[START PAGE EXTRACT]

The cost of properties retired or otherwise disposed of, together with the accumulated depreciation provided thereon, is eliminated from the accounts. The net gain or loss is recognized in other income and expense. Leased property and equipment under capital leases are amortized using the straight-line method over the term of the lease. Routine maintenance, repairs and replacements are charged to operations. Expenditures that materially increase values, change capacities or extend useful lives are capitalized. Under the provisions of Statement of Position No. 98-1, “Accounting for the Cost of Computer Software Developed or Obtained for Internal Use,” the Company capitalizes costs associated with software developed or obtained for internal use when both the preliminary project stage is completed and management has authorized further funding for the project which it deems probable will be completed and used to perform the function intended. Capitalized costs include only (1) external direct costs of materials and services consumed in developing or obtaining internal-use software, (2) payroll and payroll-related costs for employees who are directly associated with and who devote time to the internal-use software project, and (3) internal costs incurred, when material, while developing internal-use software. Capitalization of such costs ceases no later than the point at which the project is substantially complete and ready for its intended purpose.

Revenue and Cost Recognition: Revenues from the sale of commercial products are recognized upon passage of title, risk of loss, and risk of ownership to the customer, which in most cases coincides with shipment. Other shipping terms used on occasion include, but are not limited to FOB-Destination and Ex-Works. Freight costs to the customer are deducted from revenue. Revenues from long-term, fixedprice contracts are recognized on the percentage-of-completion method, measured based on the achievement of certain milestones in the production and fabrication process. Such milestones have been weighted based on the critical nature of the operation performed, which management believes is the best available measure of progress on these contracts. Revenues related to cost-plus-fee contracts are recognized on the basis of costs incurred during the period plus the fee earned. Contract costs comprise all direct material and labor costs, including outside processing fees, and those indirect costs related to contract performance. Provisions for estimated losses on uncompleted contracts are made in the period in which such losses are determined.

[END PAGE EXTRACT]

> _WORK TO COMPLETE_:
**a.** Decide whether each statement agrees with the accounting policy excerpt, answering yes or no and quoting the words that settle it: (i) Routine maintenance and repairs are capitalized. (ii) Freight costs to the customer are deducted from revenue. (iii) Revenues from cost-plus-fee contracts are recognized on the percentage-of-completion method.
**b.** According to the accounting policy excerpt, how is leased property and equipment under capital leases amortized?
The lines that come after this have no connection to the accounting policy excerpt.

[START PROVIDED INFORMATION]

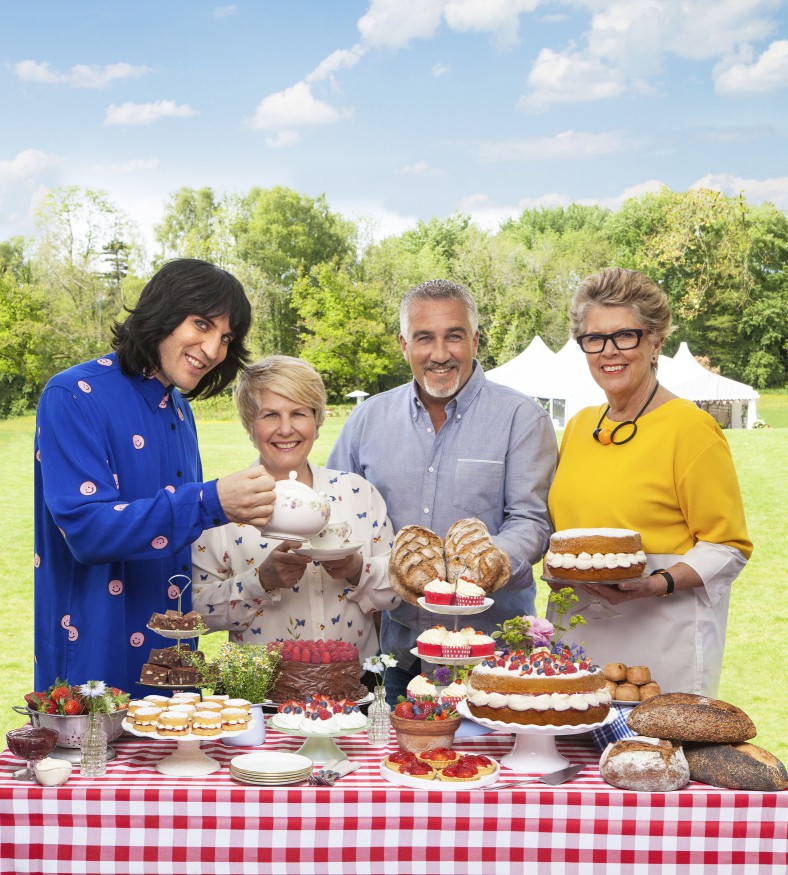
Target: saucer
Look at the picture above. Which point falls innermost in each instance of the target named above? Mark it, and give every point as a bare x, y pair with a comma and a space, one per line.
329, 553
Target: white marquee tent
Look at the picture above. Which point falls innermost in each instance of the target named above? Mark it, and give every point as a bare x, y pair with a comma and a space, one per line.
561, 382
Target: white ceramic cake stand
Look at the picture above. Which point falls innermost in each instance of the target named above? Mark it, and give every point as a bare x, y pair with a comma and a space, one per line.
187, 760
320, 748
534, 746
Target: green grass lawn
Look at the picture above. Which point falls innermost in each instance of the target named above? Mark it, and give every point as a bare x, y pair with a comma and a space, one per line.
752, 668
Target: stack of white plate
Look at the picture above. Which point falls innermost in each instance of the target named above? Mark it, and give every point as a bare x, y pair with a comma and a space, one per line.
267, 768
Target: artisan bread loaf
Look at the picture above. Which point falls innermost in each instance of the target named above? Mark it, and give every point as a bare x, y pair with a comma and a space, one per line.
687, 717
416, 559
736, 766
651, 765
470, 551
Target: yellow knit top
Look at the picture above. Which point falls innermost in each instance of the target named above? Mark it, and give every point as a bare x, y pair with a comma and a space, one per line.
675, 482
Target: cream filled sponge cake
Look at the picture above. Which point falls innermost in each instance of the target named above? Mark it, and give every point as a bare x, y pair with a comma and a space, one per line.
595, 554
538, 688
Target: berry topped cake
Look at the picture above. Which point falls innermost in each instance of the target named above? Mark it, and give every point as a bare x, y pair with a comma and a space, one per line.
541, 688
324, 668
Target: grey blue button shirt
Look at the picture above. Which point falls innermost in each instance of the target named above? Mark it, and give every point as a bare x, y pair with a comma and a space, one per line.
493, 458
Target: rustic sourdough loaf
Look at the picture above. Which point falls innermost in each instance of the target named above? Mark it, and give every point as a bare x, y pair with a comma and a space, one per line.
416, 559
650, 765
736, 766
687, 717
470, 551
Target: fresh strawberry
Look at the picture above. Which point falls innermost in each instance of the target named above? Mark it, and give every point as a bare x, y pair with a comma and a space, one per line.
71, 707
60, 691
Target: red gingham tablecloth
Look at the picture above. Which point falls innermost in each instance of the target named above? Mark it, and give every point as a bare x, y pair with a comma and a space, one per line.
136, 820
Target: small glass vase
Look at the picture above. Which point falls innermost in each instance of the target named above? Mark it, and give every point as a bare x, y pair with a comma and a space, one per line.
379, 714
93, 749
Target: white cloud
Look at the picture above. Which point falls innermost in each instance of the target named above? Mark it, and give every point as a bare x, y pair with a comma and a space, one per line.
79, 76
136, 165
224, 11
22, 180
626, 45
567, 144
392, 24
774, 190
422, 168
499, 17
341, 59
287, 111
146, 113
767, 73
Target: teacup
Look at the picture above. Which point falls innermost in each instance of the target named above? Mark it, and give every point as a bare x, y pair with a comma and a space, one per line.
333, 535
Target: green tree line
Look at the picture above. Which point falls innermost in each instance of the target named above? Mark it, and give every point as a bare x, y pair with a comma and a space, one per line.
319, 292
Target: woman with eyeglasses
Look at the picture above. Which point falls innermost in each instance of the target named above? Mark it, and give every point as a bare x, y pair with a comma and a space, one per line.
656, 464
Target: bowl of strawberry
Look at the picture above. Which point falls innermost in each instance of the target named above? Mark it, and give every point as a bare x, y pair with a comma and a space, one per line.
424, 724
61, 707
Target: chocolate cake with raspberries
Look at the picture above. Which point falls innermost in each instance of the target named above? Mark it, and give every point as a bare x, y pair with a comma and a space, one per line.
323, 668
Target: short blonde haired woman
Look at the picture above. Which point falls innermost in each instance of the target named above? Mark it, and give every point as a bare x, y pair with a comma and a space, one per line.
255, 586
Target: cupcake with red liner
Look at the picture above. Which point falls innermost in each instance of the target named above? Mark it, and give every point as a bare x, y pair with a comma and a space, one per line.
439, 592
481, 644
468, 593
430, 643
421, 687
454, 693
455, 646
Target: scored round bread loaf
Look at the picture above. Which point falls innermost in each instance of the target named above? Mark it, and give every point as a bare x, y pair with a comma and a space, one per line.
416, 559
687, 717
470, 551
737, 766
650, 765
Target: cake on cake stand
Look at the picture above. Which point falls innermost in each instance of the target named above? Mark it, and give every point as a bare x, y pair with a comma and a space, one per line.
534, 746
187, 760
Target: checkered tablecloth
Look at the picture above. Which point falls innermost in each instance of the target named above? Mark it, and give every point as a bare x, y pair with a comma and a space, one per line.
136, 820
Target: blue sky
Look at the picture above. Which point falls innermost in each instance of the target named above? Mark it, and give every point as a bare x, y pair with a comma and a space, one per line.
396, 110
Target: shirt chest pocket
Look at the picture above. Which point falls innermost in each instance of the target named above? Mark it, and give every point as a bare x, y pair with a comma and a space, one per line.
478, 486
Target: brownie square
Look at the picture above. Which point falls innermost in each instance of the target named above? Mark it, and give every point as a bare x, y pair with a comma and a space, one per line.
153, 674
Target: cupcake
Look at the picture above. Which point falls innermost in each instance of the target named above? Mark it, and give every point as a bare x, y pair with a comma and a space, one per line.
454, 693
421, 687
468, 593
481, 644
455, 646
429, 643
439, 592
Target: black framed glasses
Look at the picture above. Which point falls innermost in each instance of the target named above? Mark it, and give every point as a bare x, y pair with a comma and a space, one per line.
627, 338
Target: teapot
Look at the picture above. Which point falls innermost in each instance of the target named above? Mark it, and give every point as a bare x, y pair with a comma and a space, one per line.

[END PROVIDED INFORMATION]

> _RESULTS OF THE EXERCISE_:
**a.**
(i) No: "Routine maintenance, repairs and replacements are charged to operations."
(ii) Yes: "Freight costs to the customer are deducted from revenue."
(iii) No: "Revenues related to cost-plus-fee contracts are recognized on the basis of costs incurred during the period plus the fee earned."

**b.** By the straight-line method over the term of the lease.